Transcribe the data verbatim, beginning with its first line and ending after the line that contains "x=682 y=298", with both of those lines included. Leave the pictures out of your transcription.

Data records:
*-*-*

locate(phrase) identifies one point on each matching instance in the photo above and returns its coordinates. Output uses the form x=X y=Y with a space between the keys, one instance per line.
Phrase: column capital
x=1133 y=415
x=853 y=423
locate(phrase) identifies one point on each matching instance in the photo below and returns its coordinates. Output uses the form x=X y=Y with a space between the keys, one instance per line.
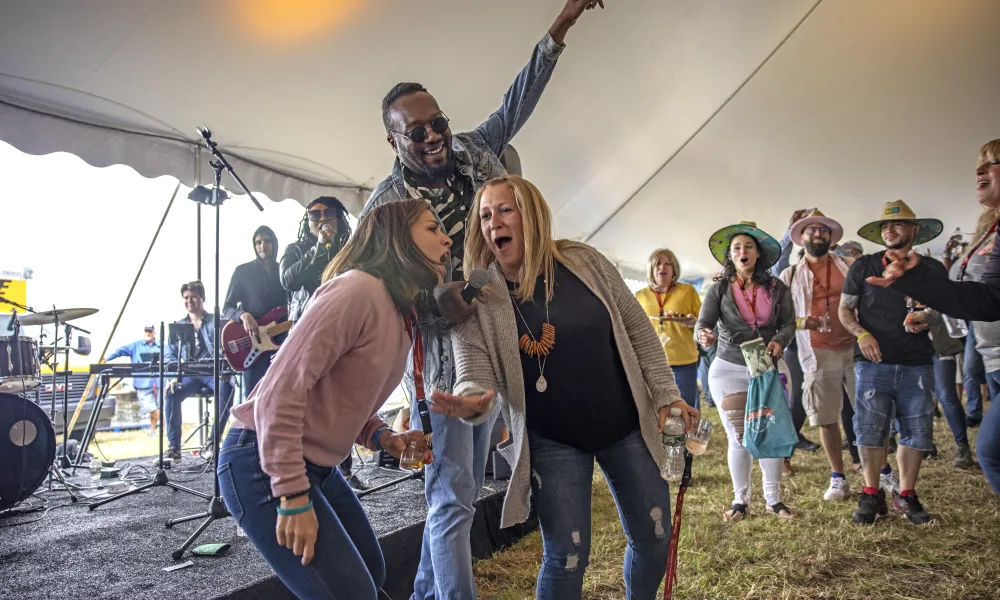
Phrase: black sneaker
x=870 y=507
x=910 y=506
x=807 y=445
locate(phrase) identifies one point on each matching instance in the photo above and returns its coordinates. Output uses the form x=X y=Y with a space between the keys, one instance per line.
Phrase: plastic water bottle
x=674 y=439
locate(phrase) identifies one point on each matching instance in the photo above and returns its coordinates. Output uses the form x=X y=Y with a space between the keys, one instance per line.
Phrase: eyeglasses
x=316 y=215
x=819 y=229
x=419 y=133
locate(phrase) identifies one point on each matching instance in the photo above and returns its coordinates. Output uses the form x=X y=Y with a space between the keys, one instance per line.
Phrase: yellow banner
x=15 y=290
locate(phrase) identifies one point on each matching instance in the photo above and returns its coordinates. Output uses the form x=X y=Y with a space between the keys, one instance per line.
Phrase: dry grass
x=823 y=555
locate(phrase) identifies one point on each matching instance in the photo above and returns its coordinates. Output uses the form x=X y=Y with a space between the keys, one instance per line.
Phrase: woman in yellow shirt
x=673 y=310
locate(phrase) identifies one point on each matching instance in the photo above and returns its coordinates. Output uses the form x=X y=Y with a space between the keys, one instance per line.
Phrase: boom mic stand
x=216 y=507
x=160 y=479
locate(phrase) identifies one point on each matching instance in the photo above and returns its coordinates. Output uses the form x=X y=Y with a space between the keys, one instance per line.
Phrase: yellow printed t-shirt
x=682 y=298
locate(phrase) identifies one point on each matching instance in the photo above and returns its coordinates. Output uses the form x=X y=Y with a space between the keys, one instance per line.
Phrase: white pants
x=725 y=378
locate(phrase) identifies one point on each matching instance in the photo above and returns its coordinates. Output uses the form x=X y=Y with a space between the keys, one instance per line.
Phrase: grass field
x=822 y=555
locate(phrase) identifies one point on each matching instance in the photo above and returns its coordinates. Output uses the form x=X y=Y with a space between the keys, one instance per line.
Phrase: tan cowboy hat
x=816 y=218
x=718 y=244
x=898 y=210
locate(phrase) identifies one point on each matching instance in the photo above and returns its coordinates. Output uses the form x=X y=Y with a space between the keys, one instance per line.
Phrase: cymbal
x=49 y=316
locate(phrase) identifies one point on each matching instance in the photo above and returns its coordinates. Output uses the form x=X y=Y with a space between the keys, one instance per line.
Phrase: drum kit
x=27 y=435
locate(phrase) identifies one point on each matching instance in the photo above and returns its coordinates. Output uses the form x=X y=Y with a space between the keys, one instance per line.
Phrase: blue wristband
x=289 y=512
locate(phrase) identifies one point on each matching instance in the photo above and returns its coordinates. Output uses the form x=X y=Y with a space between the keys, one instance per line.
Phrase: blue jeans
x=686 y=377
x=348 y=560
x=452 y=482
x=951 y=404
x=988 y=441
x=886 y=393
x=188 y=387
x=562 y=479
x=974 y=375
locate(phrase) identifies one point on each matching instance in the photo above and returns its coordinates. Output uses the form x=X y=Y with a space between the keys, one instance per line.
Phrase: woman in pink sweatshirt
x=277 y=466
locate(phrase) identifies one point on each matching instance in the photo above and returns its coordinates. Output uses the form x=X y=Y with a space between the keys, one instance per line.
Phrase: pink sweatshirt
x=334 y=371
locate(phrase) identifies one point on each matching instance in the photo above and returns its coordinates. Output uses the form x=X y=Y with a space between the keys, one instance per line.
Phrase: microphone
x=325 y=228
x=478 y=279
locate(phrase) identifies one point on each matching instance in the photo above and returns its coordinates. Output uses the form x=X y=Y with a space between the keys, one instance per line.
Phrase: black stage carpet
x=119 y=550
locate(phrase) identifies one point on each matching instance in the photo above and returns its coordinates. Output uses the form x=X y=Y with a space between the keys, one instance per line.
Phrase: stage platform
x=118 y=551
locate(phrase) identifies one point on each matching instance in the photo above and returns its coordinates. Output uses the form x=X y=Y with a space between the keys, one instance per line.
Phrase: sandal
x=781 y=511
x=737 y=512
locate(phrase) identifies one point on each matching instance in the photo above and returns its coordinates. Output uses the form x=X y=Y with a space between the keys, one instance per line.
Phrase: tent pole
x=107 y=343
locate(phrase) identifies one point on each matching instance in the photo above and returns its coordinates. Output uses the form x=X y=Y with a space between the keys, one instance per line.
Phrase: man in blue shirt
x=143 y=351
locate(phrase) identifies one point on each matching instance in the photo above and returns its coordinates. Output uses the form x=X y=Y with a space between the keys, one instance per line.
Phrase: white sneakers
x=838 y=491
x=889 y=483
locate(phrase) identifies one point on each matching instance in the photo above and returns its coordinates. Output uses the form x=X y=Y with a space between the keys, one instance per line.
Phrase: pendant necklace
x=539 y=349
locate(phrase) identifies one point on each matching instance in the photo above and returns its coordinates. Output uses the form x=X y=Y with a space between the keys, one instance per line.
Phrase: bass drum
x=27 y=448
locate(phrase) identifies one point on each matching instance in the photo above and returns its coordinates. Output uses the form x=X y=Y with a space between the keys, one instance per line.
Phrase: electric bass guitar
x=242 y=349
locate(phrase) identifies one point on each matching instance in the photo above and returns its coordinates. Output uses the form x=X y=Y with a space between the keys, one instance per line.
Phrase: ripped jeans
x=562 y=478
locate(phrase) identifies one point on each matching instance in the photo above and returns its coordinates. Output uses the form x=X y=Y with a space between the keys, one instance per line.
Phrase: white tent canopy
x=665 y=119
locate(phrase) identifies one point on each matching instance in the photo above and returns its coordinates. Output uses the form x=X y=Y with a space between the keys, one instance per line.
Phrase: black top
x=881 y=312
x=588 y=404
x=256 y=288
x=974 y=301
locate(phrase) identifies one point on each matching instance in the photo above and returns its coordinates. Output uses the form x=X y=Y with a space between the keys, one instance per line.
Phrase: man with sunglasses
x=825 y=347
x=322 y=233
x=446 y=170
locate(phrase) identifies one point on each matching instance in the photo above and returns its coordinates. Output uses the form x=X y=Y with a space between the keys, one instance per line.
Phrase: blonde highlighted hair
x=654 y=259
x=540 y=251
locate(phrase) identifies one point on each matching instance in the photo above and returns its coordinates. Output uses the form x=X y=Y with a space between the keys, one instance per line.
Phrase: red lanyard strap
x=662 y=302
x=751 y=302
x=418 y=373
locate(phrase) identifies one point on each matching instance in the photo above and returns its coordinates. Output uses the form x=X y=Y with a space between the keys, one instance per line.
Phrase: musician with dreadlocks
x=323 y=232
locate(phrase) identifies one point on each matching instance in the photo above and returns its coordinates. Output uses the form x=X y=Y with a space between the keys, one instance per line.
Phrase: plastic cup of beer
x=697 y=439
x=412 y=459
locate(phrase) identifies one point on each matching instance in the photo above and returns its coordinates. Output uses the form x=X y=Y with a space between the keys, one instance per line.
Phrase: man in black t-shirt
x=893 y=364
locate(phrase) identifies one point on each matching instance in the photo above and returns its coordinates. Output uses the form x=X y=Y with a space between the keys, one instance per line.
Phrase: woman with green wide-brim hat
x=748 y=304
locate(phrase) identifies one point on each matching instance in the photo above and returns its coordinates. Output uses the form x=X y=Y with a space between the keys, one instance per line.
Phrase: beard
x=902 y=242
x=817 y=249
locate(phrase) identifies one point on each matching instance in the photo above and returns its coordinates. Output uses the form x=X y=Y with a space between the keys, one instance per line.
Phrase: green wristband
x=289 y=512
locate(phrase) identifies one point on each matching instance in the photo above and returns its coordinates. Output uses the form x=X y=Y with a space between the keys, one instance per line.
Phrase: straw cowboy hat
x=816 y=218
x=718 y=244
x=899 y=211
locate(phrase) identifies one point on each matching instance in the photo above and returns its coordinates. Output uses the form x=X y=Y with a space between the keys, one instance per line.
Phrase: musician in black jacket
x=255 y=290
x=323 y=232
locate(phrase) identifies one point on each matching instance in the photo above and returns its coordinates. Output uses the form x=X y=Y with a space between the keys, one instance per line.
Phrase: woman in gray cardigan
x=747 y=303
x=580 y=375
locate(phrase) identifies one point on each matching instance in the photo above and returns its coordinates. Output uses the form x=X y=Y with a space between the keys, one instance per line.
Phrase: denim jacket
x=478 y=152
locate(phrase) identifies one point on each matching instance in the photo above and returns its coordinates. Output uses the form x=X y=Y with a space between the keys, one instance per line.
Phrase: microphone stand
x=216 y=507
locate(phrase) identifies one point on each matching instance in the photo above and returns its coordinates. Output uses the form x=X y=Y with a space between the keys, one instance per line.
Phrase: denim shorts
x=894 y=392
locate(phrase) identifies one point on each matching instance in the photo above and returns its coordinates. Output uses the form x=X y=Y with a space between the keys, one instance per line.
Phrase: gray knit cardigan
x=487 y=358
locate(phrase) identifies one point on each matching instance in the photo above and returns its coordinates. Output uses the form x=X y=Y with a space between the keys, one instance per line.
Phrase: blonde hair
x=989 y=153
x=654 y=259
x=540 y=251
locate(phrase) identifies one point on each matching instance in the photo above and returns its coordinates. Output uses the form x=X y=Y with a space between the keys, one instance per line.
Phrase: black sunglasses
x=316 y=215
x=418 y=134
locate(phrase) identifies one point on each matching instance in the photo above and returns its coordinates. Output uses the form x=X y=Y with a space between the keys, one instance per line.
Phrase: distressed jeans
x=453 y=481
x=562 y=478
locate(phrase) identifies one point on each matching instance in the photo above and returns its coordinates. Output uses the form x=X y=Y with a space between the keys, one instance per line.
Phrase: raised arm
x=523 y=95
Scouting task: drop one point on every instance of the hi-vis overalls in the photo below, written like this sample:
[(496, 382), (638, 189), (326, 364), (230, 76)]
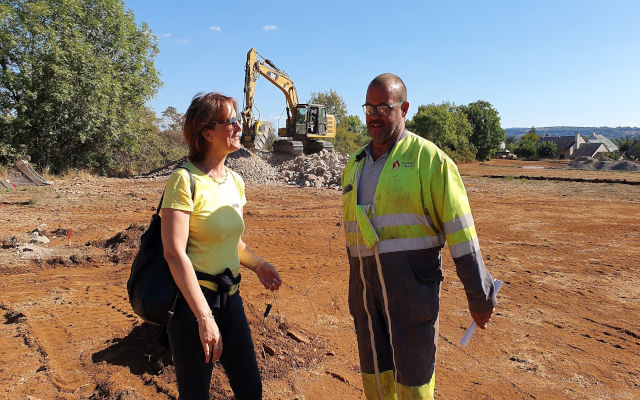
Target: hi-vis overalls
[(395, 264)]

*-*-*

Exercise result:
locate(phrase) identifies one point on each matching instance in the photo above and returns its coordinates. Output uses the form x=X y=Y with a space between the keys, one instance per line.
Phrase: column capital
x=1133 y=415
x=853 y=423
locate(phrase) identifies one point on each matching instance in the photo below and returns its coordinates. Output uses the form x=X y=Y with a space between the keys, one instance per line.
Phrase: black sneaker
x=870 y=507
x=910 y=506
x=807 y=445
locate(phrase) identifies one point on each matching instance in the photo above and returns its coordinates. Output uses the form x=X y=Y with a space between the keys, one instance per line.
Phrase: plastic water bottle
x=674 y=439
locate(phrase) identifies one point on each matching instance in the photo above and returns its coordinates. Output uses the form x=X y=Y with a space between the keys, one instance per line.
Phrase: eyeglasses
x=316 y=215
x=819 y=229
x=419 y=133
locate(phrase) identifies one point on each matching instance in the photo above and returns its coordinates. Output uses the form x=X y=Y with a space between the keys, one instance per line.
Phrase: yellow banner
x=15 y=290
locate(phrase) identifies one point on each matching instance in the photo above and returns its coordinates. Output uses the form x=X y=Y with a space between the keys, one instance per line.
Phrase: dry grass
x=823 y=555
locate(phrase) identifies one point on each matching instance in the photo above and returns its coordinates. Output uses the form x=X y=Y with a space between the keys, one instance per line.
Phrase: woman in yellow shirt
x=673 y=310
locate(phrase) identifies one point on each matching instance in the photo above and returns its coordinates. Output uses the form x=X y=Y with a space between the keys, one instance per line.
Phrase: boom mic stand
x=216 y=507
x=160 y=479
locate(phrase) identifies one point on each matching instance in the photo above and returns its coordinates. Output uses the form x=X y=Y with a space between the keys, one instance per line.
Phrase: yellow printed t-shirt
x=682 y=298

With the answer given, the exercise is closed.